À la frontière entre les départements RH et marketing, la marque employeur promeut ce qui fait l’identité même d’une entreprise : ses valeurs, son organisation, sa culture. Nous parlerons de la porosité positive…
Définie par Tim Ambler et Simon Barrow en 1996, la notion de marque employeur rend perméables les frontières jusque-là bien délimitées entre la marque, prérogative exclusive du marketing, et l’employeur, davantage connoté RH. Tout se passe comme si la marque avait cessé d’être la part de l’entreprise uniquement tournée vers l’extérieur en direction de sa clientèle, et l’employeur sa face intérieure exclusivement orientée vers ses collaborateurs. Une porosité s’est installée de fait entre l’intérieur et l’extérieur de l’entreprise, notions dont l’opposition a perdu beaucoup de sens à une époque qui exige plus de transparence, donc une lisibilité bien plus grande de ce qui autrefois restait caché aux yeux du public : son intérieur. La dimension RSE, par exemple, est devenue déterminante, et éclaire l’action “extérieure” de l’entreprise par ses parti-pris “intérieurs”. La mission, la culture et les valeurs sur lesquelles est bâtie l’entreprise tout comme ses engagements concernent désormais aussi bien ses clients que ses collaborateurs. Ces deux faces tendent à n’en former qu’une seule, et la notion de marque employeur concrétise cette convergence qui, à terme, pourrait bien s’apparenter à une synthèse.
Cette combinaison de deux territoires d’expression jusqu’à présent bien distincts est lourde de sens, car elle redéfinit en les déplaçant les frontières entre marketing et RH. Pour mener à bien une stratégie de marque employeur, les départements RH et marketing doivent en effet se nourrir l’un l’autre afin de coconstruire une feuille de route partagée. Les RH ont besoin de gagner en visibilité auprès des futurs talents ; de son côté, le marketing a besoin d’éléments de communication pour nourrir et renforcer la marque.

● ● ●

Exercice proposé 1: Recopiez tous les enregistrements, consignes comprises, en décalant de 11 chaque coordonnée qui figure dans les réponses.
Le texte et les enregistrements proviennent de sources distinctes.

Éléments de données

● ● ●

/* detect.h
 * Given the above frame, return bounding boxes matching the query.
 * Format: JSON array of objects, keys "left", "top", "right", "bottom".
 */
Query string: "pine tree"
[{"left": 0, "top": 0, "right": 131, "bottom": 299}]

● ● ●

Exercice proposé 2: Répétez mot pour mot le passage du texte sur la marque employeur qui commence à « Cette combinaison de » et se termine à « renforcer la marque. ».

Réponse finale 1:
/* detect.h
 * Given the above frame, return bounding boxes matching the query.
 * Format: JSON array of objects, keys "left", "top", "right", "bottom".
 */
Query string: "pine tree"
[{"left": 11, "top": 11, "right": 142, "bottom": 310}]

Réponse finale 2:
Cette combinaison de deux territoires d’expression jusqu’à présent bien distincts est lourde de sens, car elle redéfinit en les déplaçant les frontières entre marketing et RH. Pour mener à bien une stratégie de marque employeur, les départements RH et marketing doivent en effet se nourrir l’un l’autre afin de coconstruire une feuille de route partagée. Les RH ont besoin de gagner en visibilité auprès des futurs talents ; de son côté, le marketing a besoin d’éléments de communication pour nourrir et renforcer la marque.